:: TEXTAUSZUG ::
So, da im Moment mal wieder alles auf einmal kommt und ich sonst vielleicht nicht dazu komme, versuche ich jetzt, die versprochene Geschichte zu erzählen. Auch wenn sie vielleicht etwas anders ist als erwartet.
Die große Reise
Als Kind, soweit ich zurückdenken kann, gab es neben allen möglichen Vorstellungen und Wünschen, Diverse, wie soll ich sagen, ... nennen wir es Ideale. Zwei hervorstechende waren das Reisen, und ich meine keine Pauschalreisen. Ein Weiteres war die Vorstellung, mich irgendwann mal zu einem lebenserfahrenem weisen alten Mann zu entwickeln. Ich habe mittlerweile gelernt, vorsichtig mit meinen Wünschen zu sein, denn sie haben die Neigung, in Erfüllung zu gehen. Zumindest passierte mir das viel, auf einmal und ohne recht zu wissen, wie es kam, wurden Vorstellungen und Wünsche von mir, teils auf verstrickten Wegen, irgendwann Realität. Und der zweite Wunsch beinhaltet, da das Leben bunt ist, dass man auch die düsteren Regionen durchschreiten muss, und das nicht nur einmal.

:: AUFGABEN ::
1. Beantworten Sie zur Erzählung über die große Reise diese Fragen:
(a) Welches Ideal wird als erstes der zwei hervorstechenden genannt?
(b) Welche Art von Reisen ist damit ausdrücklich nicht gemeint?
(c) Womit hat die erzählende Person gelernt, vorsichtig zu sein, und warum?
2. Bitte schreiben Sie die Erzählung über die große Reise im Anschluss an ihren letzten Satz weiter.

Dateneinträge
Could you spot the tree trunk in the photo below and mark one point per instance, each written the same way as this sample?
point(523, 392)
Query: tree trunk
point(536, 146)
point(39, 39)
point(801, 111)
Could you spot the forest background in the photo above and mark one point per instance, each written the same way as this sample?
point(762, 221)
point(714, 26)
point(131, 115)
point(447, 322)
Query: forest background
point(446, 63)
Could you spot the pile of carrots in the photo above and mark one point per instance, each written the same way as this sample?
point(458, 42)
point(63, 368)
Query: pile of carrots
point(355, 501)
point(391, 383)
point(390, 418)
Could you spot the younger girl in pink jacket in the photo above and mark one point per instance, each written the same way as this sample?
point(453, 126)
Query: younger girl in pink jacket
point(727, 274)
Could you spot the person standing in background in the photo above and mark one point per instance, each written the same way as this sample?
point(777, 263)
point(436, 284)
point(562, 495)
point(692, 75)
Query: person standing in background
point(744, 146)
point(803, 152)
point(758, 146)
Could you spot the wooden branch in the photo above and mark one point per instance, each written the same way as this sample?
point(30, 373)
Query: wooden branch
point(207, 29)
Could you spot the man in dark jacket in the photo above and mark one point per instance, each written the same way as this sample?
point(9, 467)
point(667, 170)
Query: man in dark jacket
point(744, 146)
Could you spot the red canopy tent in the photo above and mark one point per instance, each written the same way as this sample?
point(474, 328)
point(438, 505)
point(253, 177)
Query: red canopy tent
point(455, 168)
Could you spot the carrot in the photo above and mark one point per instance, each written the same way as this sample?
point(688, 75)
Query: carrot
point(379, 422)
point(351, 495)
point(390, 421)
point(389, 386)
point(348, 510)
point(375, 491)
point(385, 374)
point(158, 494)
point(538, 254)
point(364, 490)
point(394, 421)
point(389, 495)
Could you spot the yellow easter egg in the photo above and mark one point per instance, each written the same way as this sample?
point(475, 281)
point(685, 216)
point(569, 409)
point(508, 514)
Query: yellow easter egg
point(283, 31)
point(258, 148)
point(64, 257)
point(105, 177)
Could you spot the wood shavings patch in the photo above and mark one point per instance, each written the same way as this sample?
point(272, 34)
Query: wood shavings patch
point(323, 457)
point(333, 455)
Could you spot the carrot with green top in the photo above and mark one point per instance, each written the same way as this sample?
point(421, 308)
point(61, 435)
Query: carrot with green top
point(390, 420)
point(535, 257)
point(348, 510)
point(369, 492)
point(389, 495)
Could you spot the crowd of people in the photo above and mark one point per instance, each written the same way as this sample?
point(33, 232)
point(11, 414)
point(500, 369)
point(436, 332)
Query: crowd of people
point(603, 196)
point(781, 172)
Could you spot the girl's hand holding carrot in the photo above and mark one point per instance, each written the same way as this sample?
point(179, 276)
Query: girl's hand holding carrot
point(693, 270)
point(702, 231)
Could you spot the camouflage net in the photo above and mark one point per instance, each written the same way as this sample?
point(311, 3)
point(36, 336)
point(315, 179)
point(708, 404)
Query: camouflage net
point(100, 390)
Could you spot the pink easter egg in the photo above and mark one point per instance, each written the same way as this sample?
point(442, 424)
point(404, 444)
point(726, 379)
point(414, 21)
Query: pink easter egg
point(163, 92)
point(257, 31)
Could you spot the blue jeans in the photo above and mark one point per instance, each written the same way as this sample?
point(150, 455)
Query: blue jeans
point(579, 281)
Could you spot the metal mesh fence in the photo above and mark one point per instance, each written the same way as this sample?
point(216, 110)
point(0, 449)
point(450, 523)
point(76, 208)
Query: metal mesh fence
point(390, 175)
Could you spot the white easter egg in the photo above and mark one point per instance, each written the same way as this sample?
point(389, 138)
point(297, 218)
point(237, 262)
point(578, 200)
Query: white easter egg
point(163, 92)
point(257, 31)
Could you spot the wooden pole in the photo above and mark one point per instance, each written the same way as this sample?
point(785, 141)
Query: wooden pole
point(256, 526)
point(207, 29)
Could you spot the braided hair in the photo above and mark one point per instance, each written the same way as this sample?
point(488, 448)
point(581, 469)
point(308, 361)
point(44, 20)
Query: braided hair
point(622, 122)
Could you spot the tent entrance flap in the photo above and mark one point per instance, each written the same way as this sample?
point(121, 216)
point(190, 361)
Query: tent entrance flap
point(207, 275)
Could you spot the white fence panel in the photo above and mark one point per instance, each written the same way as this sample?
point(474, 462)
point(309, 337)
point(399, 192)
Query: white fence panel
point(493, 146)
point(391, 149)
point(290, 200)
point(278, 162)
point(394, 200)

:: LÖSUNGEN ::
1.
(a) Das Reisen.
(b) Pauschalreisen.
(c) Mit den eigenen Wünschen, weil sie die Neigung haben, in Erfüllung zu gehen.

2.
Gestartet in prekären Verhältnissen, Außenseiterkindheit, mit 15 von zu Hause weg, mir als Straßenkind den Weg auf eine Eliteschule erkämpft und vor dem Abi mit Durchschnitt 1+ wieder aufgehört. Weiter in die Musikbranche, die Klassiker erreicht, ein sehr hohes Ansehen in allen Bereichen, gar berühmt, vieles lernen können, berufliche Erfolge, Haus, Frau, Kind. All dies und vieles mehr habe ich gelebt und genossen. Ein Leben voller Brüche und Vielseitigkeit.
Nur das Reisen blieb mir verwehrt, auch wenn ich viel international tätig war. Ich dachte, es wird irgendwann kommen, vielleicht im Alter. Immerhin sei es besser, auf hoher See in möglichst hohem Alter im Sturm über Bord zu gehen als irgendwann im Hospiz zu verrecken. Deswegen habe ich auch keine Angst vor Stürmen. Nachdem ich mich endgültig gegen Auto und/oder Motorrad entschieden habe, blieb nur noch das Rad, der Fuß und/oder die Segelyacht.
Dann kam ein tiefer Einschnitt. Eine lange und böse Geschichte, über die ich hier aber schweigen werde. Um so mehr, als dass derzeit verhandelt wird. Es war eine glorreiche 13-jährige Schlacht, aber diese Geschichte kostete mich alles. Es blieb nichts, kein Geld, keine Zukunft, keine Freude. Gar nichts. Und das Leben zur Hälfte vorbei. Was also tun? Mit dieser zweiten Hälfte des Lebens?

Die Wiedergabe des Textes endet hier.